▶ _YOUR OBJECTIVE_: Say how many lines of the listing below contain "body", giving the number and nothing else.

▶ _RECORD EXCERPTS_:
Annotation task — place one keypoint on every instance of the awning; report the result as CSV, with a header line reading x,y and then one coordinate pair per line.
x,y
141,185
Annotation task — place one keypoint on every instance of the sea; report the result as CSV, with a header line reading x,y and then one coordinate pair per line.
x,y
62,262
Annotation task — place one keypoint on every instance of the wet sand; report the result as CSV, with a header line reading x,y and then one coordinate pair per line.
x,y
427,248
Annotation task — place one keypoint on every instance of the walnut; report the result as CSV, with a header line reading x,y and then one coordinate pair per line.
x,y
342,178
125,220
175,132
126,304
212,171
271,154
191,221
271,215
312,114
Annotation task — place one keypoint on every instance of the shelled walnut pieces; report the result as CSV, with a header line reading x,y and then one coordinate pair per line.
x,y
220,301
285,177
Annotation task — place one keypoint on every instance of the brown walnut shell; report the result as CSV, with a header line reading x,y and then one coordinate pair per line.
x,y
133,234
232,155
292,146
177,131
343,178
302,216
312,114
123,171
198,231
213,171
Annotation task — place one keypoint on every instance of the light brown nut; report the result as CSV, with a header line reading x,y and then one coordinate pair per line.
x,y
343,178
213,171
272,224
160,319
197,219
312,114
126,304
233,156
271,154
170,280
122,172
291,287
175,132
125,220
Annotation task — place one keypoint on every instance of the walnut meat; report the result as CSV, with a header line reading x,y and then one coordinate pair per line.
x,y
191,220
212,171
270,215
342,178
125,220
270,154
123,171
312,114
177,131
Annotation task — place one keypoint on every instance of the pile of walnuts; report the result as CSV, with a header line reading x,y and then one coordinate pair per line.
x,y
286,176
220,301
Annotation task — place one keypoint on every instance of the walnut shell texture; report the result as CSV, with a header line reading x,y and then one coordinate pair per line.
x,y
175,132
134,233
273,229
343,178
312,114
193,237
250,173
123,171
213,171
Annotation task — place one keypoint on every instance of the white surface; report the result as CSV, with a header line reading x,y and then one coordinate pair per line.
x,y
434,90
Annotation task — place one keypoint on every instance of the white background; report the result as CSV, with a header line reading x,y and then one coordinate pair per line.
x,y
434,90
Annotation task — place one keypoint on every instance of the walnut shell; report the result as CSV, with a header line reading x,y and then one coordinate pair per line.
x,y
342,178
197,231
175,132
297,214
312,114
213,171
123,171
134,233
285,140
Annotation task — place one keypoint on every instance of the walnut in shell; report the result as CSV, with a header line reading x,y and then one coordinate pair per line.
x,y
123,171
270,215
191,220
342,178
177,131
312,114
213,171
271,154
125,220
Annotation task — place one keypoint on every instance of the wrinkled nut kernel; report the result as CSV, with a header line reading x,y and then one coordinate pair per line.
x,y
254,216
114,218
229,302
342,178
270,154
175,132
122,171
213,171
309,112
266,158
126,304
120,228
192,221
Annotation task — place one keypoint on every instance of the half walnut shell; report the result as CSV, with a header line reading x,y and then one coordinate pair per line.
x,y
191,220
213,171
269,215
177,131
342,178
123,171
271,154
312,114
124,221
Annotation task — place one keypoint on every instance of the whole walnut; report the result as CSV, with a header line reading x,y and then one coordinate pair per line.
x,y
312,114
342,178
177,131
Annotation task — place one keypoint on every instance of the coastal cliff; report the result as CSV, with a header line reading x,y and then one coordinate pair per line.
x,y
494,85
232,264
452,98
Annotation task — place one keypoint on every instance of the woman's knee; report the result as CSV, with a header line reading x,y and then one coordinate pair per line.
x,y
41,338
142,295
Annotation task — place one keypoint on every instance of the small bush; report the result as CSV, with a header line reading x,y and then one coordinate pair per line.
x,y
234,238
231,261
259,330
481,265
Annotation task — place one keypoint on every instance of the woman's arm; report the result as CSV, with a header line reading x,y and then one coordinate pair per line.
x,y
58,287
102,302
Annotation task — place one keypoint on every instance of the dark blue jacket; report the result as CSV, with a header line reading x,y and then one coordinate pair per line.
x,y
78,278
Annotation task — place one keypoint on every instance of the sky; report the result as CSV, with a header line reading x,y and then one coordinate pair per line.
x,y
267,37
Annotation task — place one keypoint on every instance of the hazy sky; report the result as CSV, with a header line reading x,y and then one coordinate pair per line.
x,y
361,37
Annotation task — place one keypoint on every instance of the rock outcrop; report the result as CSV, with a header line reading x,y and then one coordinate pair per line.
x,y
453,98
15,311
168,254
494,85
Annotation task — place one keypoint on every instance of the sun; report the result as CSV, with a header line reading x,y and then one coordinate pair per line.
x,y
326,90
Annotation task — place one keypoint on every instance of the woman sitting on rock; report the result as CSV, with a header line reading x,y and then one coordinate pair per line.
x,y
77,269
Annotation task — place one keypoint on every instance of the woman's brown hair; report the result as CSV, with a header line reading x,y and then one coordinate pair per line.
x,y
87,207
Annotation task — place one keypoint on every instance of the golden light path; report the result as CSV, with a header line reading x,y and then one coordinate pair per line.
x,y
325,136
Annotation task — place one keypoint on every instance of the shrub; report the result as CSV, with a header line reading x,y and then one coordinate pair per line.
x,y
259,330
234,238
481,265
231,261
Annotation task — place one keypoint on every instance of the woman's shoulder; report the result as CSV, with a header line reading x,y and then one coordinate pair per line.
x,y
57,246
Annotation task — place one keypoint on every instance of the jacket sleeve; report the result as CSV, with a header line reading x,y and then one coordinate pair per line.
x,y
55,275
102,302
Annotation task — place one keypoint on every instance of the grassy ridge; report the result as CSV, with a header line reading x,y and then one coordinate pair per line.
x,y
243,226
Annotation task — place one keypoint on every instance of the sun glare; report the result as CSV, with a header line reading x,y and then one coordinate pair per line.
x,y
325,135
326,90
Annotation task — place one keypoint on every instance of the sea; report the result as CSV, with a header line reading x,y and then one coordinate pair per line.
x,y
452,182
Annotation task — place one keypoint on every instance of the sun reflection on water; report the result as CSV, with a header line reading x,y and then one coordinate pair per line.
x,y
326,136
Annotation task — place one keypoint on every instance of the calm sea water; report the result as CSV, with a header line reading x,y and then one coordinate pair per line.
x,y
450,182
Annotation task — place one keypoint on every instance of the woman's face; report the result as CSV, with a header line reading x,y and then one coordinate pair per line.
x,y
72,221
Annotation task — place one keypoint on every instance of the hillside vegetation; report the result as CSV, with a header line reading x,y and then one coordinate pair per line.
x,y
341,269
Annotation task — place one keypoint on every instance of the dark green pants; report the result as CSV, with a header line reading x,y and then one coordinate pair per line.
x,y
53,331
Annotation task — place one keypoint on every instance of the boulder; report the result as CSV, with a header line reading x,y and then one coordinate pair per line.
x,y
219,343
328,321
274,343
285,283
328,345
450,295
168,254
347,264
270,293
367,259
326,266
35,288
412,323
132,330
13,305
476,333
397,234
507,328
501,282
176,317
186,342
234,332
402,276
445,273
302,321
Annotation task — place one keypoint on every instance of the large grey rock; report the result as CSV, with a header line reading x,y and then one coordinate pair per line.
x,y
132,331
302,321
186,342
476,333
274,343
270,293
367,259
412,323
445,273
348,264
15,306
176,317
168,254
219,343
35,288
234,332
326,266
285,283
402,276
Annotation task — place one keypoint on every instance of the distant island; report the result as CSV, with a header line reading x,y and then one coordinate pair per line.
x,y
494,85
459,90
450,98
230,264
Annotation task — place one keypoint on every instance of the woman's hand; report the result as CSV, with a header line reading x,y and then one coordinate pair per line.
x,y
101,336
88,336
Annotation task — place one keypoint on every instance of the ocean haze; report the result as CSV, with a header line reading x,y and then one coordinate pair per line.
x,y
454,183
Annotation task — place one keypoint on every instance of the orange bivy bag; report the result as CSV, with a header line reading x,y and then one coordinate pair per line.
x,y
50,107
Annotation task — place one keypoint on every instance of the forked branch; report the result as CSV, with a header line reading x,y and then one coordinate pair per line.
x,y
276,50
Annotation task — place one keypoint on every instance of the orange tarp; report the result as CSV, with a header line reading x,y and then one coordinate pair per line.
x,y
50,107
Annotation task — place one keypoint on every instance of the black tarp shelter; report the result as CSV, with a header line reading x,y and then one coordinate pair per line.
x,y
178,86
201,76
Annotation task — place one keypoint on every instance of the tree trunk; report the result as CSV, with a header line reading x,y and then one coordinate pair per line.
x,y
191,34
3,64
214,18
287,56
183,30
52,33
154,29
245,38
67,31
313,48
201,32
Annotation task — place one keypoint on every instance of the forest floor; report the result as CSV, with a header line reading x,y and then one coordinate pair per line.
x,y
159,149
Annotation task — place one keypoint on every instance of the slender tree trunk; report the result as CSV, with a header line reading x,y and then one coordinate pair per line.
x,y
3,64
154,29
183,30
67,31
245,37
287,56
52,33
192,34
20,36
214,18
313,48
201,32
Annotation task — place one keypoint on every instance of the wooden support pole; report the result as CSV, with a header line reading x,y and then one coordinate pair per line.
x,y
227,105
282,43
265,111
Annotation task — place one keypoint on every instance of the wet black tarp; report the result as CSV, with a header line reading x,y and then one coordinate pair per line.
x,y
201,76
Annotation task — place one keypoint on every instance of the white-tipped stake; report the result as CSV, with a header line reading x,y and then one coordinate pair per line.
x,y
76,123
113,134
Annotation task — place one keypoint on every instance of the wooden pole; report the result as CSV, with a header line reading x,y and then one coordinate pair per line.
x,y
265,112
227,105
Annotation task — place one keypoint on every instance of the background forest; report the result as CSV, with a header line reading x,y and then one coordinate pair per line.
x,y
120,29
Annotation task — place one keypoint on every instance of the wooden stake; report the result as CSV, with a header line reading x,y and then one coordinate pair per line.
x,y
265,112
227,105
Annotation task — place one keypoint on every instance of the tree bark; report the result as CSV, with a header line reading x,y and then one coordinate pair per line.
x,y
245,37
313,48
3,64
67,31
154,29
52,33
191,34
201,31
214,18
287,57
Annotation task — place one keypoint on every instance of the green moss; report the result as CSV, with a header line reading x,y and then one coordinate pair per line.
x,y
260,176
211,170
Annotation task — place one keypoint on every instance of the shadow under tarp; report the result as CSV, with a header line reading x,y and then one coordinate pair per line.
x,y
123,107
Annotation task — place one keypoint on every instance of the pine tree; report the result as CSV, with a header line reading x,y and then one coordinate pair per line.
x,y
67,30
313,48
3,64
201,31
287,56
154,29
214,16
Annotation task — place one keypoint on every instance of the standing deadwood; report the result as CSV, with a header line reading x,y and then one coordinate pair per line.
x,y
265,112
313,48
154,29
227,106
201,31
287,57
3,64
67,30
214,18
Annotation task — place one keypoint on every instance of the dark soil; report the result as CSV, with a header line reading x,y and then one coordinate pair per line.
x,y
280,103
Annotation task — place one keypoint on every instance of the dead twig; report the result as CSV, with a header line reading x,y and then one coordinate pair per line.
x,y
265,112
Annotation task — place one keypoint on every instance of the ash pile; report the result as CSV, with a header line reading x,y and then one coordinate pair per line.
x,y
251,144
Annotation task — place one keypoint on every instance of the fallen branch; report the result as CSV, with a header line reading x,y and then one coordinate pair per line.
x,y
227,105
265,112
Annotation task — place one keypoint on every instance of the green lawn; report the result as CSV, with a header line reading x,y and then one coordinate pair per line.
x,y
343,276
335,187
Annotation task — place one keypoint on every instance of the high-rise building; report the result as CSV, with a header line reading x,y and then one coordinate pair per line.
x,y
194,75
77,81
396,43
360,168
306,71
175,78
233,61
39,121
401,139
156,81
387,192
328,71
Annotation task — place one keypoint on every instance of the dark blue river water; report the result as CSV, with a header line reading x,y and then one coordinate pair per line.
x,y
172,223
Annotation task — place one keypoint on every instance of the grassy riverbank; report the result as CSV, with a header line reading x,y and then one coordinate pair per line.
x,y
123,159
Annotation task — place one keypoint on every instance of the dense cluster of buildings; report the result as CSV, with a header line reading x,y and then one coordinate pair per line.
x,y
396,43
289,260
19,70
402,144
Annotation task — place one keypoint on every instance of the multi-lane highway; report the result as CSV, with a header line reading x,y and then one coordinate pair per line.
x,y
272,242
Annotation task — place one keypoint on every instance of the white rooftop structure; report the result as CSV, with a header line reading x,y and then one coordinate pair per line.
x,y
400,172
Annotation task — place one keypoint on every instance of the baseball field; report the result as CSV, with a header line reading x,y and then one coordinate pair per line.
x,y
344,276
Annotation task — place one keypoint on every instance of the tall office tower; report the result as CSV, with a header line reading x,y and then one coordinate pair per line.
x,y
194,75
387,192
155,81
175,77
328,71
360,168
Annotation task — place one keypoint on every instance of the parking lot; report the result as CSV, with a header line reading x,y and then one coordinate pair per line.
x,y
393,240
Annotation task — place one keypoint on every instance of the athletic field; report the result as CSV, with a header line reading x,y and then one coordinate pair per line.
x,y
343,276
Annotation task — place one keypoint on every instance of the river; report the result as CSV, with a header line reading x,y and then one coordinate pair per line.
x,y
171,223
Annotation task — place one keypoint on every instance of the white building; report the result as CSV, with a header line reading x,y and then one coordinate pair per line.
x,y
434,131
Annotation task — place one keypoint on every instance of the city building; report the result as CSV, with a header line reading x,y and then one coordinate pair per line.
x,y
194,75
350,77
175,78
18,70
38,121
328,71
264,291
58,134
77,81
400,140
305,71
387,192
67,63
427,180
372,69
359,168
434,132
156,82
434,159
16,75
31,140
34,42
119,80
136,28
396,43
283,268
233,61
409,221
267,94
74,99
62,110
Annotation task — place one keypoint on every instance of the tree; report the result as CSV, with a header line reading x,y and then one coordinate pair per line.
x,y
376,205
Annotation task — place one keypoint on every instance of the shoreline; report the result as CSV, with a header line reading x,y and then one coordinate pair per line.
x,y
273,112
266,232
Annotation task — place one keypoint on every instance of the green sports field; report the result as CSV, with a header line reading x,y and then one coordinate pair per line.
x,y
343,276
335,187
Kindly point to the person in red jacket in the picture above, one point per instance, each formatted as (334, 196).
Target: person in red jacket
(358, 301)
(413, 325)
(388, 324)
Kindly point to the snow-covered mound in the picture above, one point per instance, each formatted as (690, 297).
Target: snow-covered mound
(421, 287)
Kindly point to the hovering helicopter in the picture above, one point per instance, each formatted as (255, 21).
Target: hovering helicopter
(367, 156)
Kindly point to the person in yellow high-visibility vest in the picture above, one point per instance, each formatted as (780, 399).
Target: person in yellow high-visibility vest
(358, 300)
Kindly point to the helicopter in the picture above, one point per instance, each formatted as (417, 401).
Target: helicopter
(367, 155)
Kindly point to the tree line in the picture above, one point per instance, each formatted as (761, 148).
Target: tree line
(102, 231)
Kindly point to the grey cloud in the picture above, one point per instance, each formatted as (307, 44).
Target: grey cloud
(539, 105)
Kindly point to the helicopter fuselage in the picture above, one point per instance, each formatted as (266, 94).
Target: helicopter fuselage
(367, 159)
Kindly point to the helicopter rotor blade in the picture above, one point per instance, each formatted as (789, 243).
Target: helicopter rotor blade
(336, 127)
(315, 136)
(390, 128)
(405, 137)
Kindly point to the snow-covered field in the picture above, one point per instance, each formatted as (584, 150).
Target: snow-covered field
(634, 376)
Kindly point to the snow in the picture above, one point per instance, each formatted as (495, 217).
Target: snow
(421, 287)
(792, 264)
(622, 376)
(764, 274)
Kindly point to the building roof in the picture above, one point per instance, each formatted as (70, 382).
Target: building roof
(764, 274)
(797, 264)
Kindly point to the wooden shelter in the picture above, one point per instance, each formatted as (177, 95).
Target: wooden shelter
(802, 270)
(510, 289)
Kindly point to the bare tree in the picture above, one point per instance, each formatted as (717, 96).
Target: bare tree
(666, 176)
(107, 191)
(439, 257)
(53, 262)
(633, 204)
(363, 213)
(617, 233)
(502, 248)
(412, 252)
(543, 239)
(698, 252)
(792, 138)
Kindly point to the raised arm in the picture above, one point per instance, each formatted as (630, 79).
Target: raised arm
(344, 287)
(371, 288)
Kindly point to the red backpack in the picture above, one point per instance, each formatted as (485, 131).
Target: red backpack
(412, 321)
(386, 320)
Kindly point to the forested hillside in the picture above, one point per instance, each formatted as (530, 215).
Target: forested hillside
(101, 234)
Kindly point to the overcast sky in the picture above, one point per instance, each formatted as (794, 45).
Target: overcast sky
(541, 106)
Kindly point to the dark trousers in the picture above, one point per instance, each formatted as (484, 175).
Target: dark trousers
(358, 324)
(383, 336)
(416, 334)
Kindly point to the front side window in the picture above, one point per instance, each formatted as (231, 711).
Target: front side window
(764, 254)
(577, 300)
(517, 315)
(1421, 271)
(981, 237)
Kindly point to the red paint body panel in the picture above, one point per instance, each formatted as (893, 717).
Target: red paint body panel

▶ _RESPONSE BELOW_: 2